DIRECTIONS FOR THIS TASK
Revise the lines from the start through the line containing "[[641, 315, 834, 338], [94, 292, 177, 302]]", replacing "grassy bank" with "sandy bank" and leaving everything else unchanged.

EXERCISE INPUT
_ _ _ _ _
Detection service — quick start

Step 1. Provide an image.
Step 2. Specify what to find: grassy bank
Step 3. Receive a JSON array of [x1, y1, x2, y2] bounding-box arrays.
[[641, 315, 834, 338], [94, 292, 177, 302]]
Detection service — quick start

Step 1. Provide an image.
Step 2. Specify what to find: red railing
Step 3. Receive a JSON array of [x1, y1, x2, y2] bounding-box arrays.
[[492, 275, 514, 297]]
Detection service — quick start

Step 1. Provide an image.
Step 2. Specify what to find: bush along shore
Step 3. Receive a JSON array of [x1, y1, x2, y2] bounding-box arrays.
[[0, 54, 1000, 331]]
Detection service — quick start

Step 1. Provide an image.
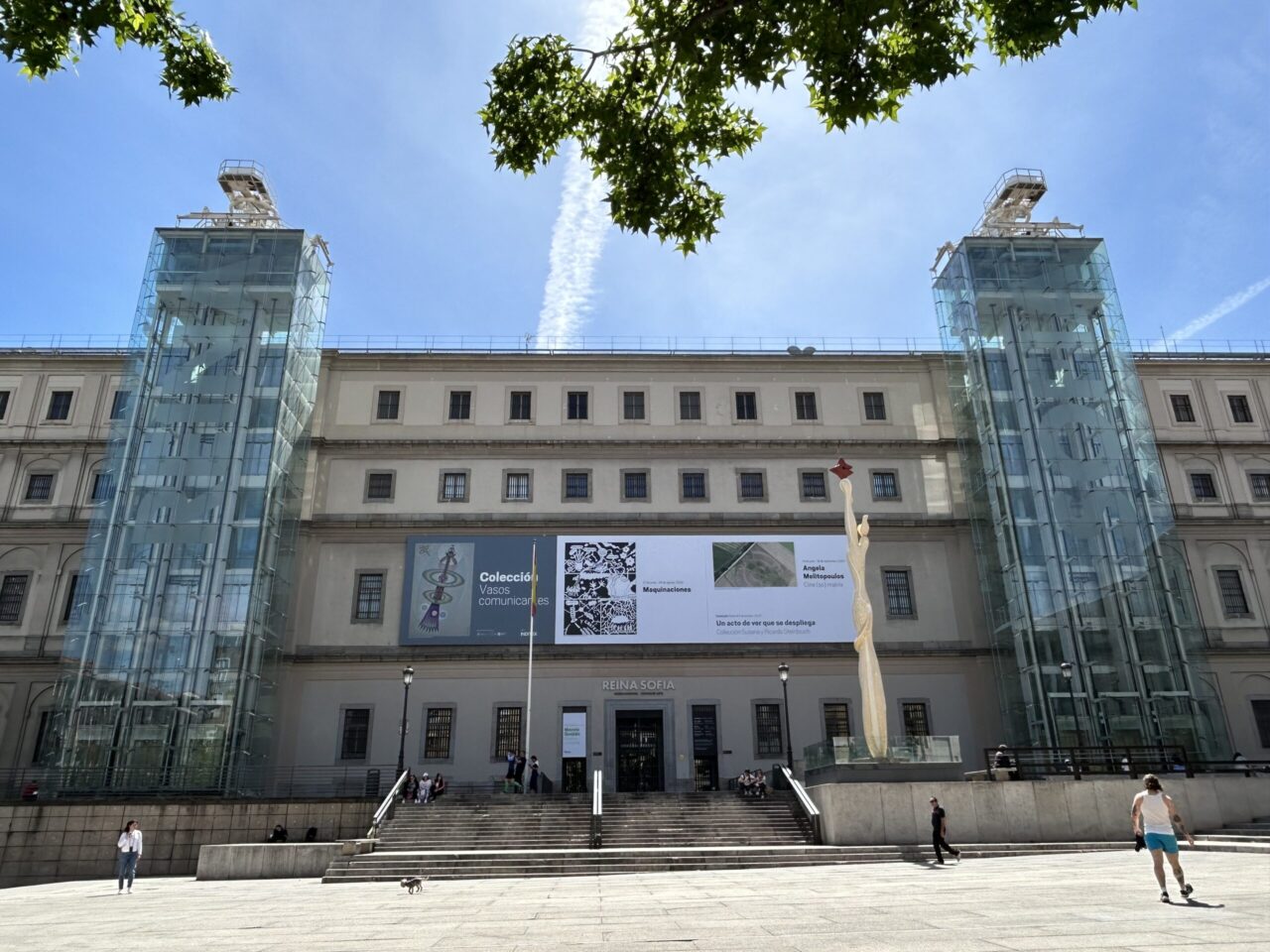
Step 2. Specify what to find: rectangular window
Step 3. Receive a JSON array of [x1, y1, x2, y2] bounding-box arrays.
[[366, 472, 393, 499], [507, 390, 534, 420], [899, 701, 931, 738], [680, 390, 701, 420], [1225, 394, 1252, 422], [110, 390, 132, 420], [27, 472, 54, 503], [92, 472, 114, 503], [353, 572, 384, 622], [1190, 472, 1216, 499], [754, 703, 785, 758], [449, 390, 472, 420], [504, 472, 530, 502], [47, 390, 75, 420], [881, 568, 917, 618], [494, 707, 522, 761], [1216, 568, 1251, 618], [825, 701, 851, 740], [339, 707, 371, 761], [739, 471, 767, 499], [375, 390, 401, 420], [872, 470, 899, 499], [863, 390, 886, 420], [566, 390, 590, 420], [0, 574, 31, 625], [441, 472, 467, 503], [564, 472, 590, 499], [622, 390, 644, 420], [1252, 698, 1270, 748], [63, 572, 83, 625], [799, 471, 828, 499], [423, 707, 454, 761], [622, 470, 648, 499], [1169, 394, 1195, 422]]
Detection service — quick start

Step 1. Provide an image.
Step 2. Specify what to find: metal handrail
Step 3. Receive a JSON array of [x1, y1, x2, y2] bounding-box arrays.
[[775, 765, 825, 845], [590, 768, 604, 849], [366, 771, 410, 839]]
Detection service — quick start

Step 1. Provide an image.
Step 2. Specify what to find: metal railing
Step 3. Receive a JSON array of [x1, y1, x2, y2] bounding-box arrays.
[[590, 768, 604, 849], [772, 765, 825, 847], [0, 765, 396, 801], [0, 334, 1270, 359]]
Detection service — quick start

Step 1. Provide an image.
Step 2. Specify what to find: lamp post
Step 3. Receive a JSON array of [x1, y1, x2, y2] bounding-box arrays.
[[776, 661, 794, 774], [398, 667, 414, 776]]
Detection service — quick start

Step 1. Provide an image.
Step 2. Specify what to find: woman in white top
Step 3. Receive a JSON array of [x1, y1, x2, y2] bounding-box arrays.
[[1129, 774, 1195, 902], [117, 820, 141, 892]]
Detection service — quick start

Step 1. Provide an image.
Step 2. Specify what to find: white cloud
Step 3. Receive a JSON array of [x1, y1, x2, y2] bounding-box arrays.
[[539, 0, 626, 346]]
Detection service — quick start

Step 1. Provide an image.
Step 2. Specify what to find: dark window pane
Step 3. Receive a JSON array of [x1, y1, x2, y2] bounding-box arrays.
[[622, 390, 644, 420], [494, 707, 521, 758], [754, 704, 785, 757], [680, 390, 701, 420], [901, 701, 931, 738], [449, 390, 472, 420], [375, 390, 401, 420], [49, 390, 73, 420], [881, 568, 913, 618], [682, 472, 706, 499], [803, 472, 826, 499], [354, 572, 384, 622], [423, 707, 454, 761], [339, 707, 371, 761]]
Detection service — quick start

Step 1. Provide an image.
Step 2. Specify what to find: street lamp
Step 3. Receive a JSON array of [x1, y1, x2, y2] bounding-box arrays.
[[776, 661, 794, 774], [398, 667, 414, 776]]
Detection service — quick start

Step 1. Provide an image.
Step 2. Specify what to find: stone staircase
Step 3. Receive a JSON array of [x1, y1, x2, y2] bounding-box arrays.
[[322, 793, 1130, 883]]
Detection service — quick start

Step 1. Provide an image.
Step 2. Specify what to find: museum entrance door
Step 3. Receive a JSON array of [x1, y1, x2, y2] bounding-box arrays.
[[617, 711, 666, 793]]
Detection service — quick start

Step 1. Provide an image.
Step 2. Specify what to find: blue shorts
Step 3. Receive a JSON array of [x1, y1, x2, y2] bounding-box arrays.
[[1146, 833, 1178, 853]]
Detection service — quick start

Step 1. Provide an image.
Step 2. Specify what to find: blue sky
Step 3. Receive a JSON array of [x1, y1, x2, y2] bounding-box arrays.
[[0, 0, 1270, 340]]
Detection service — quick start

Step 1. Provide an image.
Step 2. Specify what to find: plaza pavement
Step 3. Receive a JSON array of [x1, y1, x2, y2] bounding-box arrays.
[[0, 852, 1270, 952]]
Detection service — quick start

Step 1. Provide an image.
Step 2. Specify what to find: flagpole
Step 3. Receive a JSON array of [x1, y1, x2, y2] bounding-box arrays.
[[521, 539, 539, 793]]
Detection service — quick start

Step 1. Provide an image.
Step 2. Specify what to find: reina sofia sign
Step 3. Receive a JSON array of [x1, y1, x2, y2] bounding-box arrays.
[[599, 678, 675, 690]]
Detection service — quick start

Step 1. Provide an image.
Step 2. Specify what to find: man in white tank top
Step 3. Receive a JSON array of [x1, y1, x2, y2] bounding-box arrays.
[[1130, 774, 1195, 902]]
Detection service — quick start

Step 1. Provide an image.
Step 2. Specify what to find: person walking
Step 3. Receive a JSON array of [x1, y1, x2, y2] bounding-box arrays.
[[931, 797, 961, 866], [1129, 774, 1195, 902], [117, 820, 141, 893]]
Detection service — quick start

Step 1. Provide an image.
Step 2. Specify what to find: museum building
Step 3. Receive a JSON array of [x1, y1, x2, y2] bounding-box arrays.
[[0, 164, 1270, 792]]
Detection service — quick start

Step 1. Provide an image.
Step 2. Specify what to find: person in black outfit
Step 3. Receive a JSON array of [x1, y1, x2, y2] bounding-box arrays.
[[931, 797, 961, 866]]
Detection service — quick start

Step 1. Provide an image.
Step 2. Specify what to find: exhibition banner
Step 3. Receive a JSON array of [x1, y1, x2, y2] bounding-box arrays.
[[401, 536, 853, 645]]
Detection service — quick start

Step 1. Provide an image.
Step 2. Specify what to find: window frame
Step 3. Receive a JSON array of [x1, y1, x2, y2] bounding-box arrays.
[[560, 467, 594, 503], [736, 467, 771, 503], [371, 384, 405, 422], [798, 467, 831, 503], [335, 703, 375, 765], [676, 467, 710, 503], [499, 466, 534, 503], [869, 467, 904, 503], [348, 568, 389, 625], [437, 470, 472, 503], [879, 565, 917, 622], [617, 467, 653, 503], [362, 470, 396, 503]]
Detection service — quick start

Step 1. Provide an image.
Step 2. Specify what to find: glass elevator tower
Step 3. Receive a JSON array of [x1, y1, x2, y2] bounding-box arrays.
[[58, 162, 330, 790], [935, 169, 1226, 758]]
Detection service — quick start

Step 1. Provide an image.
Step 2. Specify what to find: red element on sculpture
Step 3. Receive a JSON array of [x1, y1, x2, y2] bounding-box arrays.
[[829, 456, 851, 480]]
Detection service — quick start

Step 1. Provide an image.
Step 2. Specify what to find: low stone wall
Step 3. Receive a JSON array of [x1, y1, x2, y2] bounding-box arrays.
[[194, 843, 343, 880], [808, 774, 1270, 847], [0, 799, 376, 888]]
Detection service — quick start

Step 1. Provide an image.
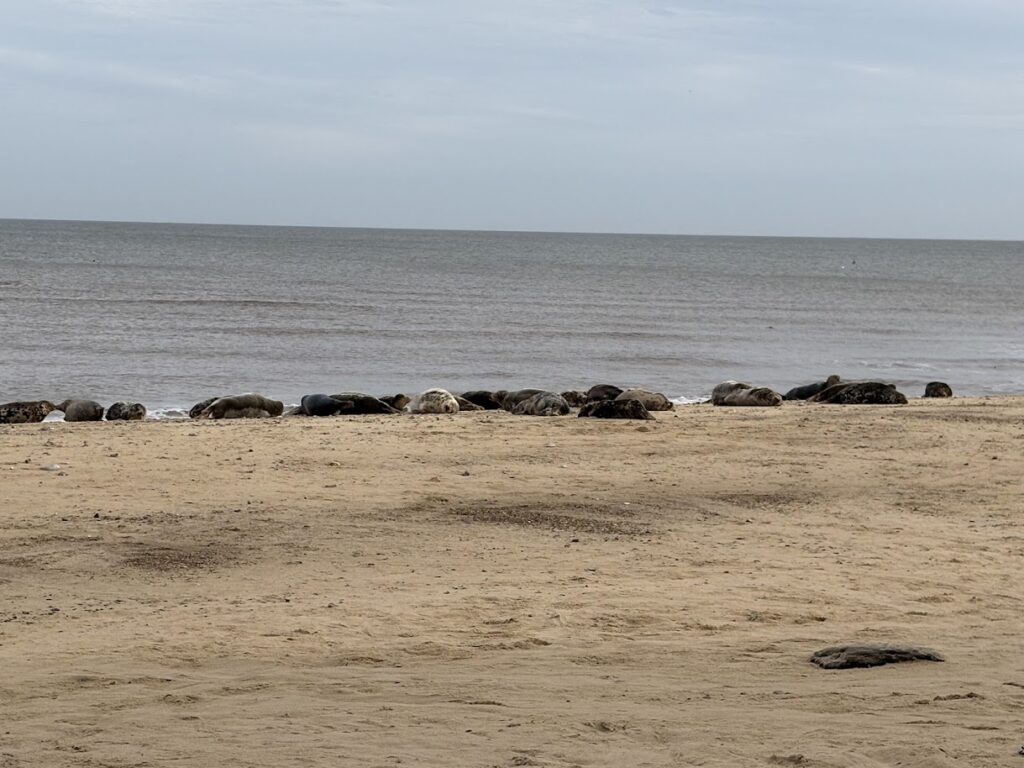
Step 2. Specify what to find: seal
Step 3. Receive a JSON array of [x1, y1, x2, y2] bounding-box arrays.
[[406, 388, 459, 414], [512, 392, 569, 416], [331, 392, 399, 416], [188, 397, 220, 419], [782, 374, 841, 400], [55, 400, 103, 421], [296, 394, 349, 416], [106, 402, 145, 421], [0, 400, 57, 424], [453, 394, 484, 412], [494, 389, 547, 411], [615, 389, 674, 411], [711, 380, 782, 406], [925, 381, 953, 397], [199, 392, 285, 419], [809, 381, 906, 406], [377, 393, 409, 411], [562, 389, 587, 408], [579, 399, 654, 420], [462, 389, 502, 411], [585, 384, 623, 402]]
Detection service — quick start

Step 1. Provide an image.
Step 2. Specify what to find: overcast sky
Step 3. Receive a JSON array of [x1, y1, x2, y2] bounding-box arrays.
[[0, 0, 1024, 240]]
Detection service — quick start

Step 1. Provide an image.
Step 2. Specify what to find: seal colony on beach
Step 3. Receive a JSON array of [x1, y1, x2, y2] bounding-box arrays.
[[0, 374, 929, 424]]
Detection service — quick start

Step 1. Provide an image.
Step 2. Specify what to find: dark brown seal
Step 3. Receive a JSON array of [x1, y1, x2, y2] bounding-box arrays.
[[0, 400, 56, 424], [580, 400, 654, 420], [200, 392, 285, 419], [925, 381, 953, 397], [512, 392, 569, 416], [615, 389, 673, 411], [106, 402, 145, 421], [811, 645, 945, 670], [809, 381, 906, 406], [782, 374, 842, 400], [586, 384, 623, 402], [711, 381, 782, 407], [55, 400, 103, 421]]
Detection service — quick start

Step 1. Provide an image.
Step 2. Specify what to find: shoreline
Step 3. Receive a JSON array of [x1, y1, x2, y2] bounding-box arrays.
[[0, 396, 1024, 768]]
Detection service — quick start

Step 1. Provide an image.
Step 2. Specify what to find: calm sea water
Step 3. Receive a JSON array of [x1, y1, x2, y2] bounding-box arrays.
[[0, 220, 1024, 410]]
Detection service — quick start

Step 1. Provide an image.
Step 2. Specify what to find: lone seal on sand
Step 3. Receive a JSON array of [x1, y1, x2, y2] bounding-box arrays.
_ _ _ _ _
ANSWER TO THE PROBLEM
Detection service — quick start

Step 1. Provide an image.
Step 2. Specify what to find: sandy bank
Step 3. Receive a JSON array of [x1, y1, x2, y2] bounding-box arrays.
[[641, 315, 834, 338], [94, 292, 177, 302]]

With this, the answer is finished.